Exercise passage -
• • • • • • •
In The World Peace Diet, Dr. Will Tuttle suggests that the essence of Western civilization is the commodification of animals, beginning with pastoralism in the Middle East, Africa, and Asia around 10 to 8 thousand years ago. His thesis is that this objectification of animals (seeing “beings” as “things” that are there to be owned, bought, and sold) has led to war, human slavery, abuse and exploitation of animals and other humans, disease (physical, mental, and cultural), poverty, alienation, and many of the systemic problems that plague modern society.
One of the unfortunate effects of this heritage is that it has led to an cultural assumption that money is equivalent to everything. That is, we act as if anything and everything can be “monetized” — bought and sold, converted into money. We talk of “monetizing” blogs, websites, “content”, services, experiences, even art. We are indoctrinated from an early age to be preoccupied with monetary wealth. We judge each other and accord status based on “what a person is worth”, meaning how much money they earn.
On the other hand, if we think about it, we all know in our bones that some things cannot be monetized: truth, aesthetic appreciation, honesty, integrity, personal fulfillment, and good health are all examples.
• • • • • • •
Point-per-instance localization data
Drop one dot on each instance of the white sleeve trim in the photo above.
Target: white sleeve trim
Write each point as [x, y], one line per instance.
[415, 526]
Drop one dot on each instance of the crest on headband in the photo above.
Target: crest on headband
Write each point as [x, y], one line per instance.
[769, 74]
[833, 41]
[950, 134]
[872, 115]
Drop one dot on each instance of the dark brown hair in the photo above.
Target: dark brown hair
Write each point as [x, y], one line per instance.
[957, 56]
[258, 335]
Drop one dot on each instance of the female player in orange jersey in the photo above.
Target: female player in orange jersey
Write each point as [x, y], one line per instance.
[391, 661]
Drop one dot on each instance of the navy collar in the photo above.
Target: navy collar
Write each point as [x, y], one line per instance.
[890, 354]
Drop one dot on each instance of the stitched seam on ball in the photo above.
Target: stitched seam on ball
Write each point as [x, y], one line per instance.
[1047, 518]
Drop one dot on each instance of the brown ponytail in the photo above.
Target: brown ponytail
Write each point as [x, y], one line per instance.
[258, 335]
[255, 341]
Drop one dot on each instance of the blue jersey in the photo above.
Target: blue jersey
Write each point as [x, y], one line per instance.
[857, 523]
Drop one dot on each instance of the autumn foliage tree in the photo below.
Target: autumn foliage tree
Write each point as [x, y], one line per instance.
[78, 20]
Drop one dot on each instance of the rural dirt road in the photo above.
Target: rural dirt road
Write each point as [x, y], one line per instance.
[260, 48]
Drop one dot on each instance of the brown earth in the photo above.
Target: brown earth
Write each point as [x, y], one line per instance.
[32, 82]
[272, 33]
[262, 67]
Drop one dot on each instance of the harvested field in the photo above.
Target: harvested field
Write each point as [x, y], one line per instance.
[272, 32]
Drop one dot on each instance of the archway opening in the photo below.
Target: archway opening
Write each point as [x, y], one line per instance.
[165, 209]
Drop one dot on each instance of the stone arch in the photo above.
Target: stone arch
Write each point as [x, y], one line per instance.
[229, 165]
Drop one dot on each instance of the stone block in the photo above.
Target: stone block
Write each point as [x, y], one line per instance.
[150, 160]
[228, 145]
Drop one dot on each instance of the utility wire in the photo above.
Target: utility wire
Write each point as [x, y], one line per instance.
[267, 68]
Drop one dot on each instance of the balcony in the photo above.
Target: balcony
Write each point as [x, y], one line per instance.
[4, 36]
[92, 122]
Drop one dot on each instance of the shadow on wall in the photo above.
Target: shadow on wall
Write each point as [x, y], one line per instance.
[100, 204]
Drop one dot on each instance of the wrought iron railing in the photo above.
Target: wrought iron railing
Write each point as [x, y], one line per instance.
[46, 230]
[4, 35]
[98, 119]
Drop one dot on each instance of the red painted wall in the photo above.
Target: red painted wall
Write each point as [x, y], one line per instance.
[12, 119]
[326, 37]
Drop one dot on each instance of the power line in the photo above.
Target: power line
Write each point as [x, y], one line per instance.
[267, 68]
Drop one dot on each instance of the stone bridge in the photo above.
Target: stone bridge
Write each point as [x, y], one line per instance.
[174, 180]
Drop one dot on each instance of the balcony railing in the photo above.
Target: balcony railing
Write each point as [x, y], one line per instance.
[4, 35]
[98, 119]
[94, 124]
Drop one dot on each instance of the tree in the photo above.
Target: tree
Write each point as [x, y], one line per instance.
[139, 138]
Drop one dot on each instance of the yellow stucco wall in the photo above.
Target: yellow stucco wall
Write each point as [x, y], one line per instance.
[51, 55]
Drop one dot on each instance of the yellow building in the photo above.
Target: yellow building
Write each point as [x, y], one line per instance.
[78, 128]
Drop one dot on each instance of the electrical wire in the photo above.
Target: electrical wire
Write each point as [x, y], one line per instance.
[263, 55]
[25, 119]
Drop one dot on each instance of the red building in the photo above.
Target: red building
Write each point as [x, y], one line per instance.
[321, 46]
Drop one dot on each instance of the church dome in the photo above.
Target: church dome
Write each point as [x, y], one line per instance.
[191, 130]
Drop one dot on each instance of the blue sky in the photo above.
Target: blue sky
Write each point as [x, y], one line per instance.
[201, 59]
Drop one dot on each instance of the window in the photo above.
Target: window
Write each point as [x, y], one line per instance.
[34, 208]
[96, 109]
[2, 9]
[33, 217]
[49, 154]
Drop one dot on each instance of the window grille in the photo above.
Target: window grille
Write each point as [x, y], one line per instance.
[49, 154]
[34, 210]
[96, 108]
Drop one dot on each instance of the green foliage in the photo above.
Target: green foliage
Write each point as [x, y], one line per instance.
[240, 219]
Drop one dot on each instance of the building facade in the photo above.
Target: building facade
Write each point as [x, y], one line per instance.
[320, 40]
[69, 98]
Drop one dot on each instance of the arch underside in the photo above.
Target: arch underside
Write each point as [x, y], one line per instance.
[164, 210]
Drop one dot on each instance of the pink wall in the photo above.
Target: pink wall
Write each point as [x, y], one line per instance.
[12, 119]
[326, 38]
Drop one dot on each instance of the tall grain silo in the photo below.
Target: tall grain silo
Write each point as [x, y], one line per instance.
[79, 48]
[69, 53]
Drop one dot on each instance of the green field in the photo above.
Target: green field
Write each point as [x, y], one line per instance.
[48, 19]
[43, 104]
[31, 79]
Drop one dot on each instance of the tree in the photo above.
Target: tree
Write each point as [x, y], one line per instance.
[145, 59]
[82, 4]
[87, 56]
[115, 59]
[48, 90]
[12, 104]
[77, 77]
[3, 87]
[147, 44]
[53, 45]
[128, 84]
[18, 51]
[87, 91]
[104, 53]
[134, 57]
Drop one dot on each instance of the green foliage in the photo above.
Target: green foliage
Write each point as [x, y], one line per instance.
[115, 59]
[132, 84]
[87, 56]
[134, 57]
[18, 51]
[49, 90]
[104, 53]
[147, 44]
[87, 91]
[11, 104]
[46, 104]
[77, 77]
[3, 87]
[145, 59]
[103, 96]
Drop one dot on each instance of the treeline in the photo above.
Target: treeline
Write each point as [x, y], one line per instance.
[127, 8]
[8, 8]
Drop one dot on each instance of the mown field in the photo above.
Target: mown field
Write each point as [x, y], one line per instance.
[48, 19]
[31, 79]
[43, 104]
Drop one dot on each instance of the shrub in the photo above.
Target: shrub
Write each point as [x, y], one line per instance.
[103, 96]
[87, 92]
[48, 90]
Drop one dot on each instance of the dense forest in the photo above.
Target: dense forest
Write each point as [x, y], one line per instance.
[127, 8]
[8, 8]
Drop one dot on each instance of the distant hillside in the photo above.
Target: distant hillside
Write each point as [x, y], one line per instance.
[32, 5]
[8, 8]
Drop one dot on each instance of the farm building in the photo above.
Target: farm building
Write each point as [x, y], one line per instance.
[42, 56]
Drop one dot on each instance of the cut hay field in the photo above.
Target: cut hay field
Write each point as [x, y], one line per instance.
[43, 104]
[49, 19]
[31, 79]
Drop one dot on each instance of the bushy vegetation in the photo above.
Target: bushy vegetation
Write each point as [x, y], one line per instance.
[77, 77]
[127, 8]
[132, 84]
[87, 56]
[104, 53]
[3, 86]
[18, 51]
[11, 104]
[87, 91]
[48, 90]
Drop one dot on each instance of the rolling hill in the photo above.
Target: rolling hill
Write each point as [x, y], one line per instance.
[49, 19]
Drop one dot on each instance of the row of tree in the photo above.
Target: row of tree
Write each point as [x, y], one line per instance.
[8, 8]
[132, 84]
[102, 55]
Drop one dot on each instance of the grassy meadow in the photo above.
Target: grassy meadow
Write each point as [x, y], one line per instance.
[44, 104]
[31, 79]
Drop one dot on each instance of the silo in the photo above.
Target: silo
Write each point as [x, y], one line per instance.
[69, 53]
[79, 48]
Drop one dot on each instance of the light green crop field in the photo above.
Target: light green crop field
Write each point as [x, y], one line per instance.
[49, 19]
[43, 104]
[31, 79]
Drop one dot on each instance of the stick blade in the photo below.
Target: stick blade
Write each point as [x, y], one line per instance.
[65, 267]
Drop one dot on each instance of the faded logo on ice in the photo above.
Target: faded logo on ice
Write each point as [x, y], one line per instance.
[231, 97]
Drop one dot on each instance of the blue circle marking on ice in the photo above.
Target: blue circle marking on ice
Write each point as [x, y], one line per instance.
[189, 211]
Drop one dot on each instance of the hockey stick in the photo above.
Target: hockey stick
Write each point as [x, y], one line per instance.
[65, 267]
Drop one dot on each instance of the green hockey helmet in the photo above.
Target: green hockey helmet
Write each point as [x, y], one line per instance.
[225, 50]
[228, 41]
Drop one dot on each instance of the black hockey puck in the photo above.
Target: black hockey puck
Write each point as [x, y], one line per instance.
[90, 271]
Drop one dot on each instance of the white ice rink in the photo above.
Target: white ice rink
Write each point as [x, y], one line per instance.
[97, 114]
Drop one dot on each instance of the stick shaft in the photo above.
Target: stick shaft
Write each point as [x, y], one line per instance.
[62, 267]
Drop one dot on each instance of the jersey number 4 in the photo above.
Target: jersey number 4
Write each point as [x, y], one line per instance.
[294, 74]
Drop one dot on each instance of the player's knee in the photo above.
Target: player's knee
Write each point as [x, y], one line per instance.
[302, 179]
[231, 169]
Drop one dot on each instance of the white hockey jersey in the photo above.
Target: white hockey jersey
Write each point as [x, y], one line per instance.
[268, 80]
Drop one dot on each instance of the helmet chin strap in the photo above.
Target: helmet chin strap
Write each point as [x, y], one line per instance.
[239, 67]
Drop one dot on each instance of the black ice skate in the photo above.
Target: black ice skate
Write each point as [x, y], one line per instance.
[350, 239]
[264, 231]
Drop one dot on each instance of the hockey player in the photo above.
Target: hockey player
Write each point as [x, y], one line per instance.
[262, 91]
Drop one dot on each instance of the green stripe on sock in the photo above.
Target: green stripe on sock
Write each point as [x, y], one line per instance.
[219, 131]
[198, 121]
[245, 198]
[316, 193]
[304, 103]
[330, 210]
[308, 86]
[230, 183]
• • • • • • •
List of tasks -
1. According to the passage on monetization, what does Dr. Will Tuttle identify as the essence of Western civilization?
2. Condense the paragraph of the passage on monetization that begins "One of the unfortunate effects" into a bulleted list that keeps its main facts.
3. Duplicate the passage on monetization between "In The World" and "plague modern society.", inclusive.

Answers by item number -
1. The commodification of animals.

2.
- This heritage has produced a cultural assumption that money is equivalent to everything.
- We act as if anything can be "monetized," that is, bought, sold, and converted into money.
- We speak of monetizing blogs, websites, "content," services, experiences, and even art.
- From an early age, we are taught to be preoccupied with monetary wealth.
- We judge one another and grant status by "what a person is worth," meaning how much money they earn.

3.
In The World Peace Diet, Dr. Will Tuttle suggests that the essence of Western civilization is the commodification of animals, beginning with pastoralism in the Middle East, Africa, and Asia around 10 to 8 thousand years ago. His thesis is that this objectification of animals (seeing “beings” as “things” that are there to be owned, bought, and sold) has led to war, human slavery, abuse and exploitation of animals and other humans, disease (physical, mental, and cultural), poverty, alienation, and many of the systemic problems that plague modern society.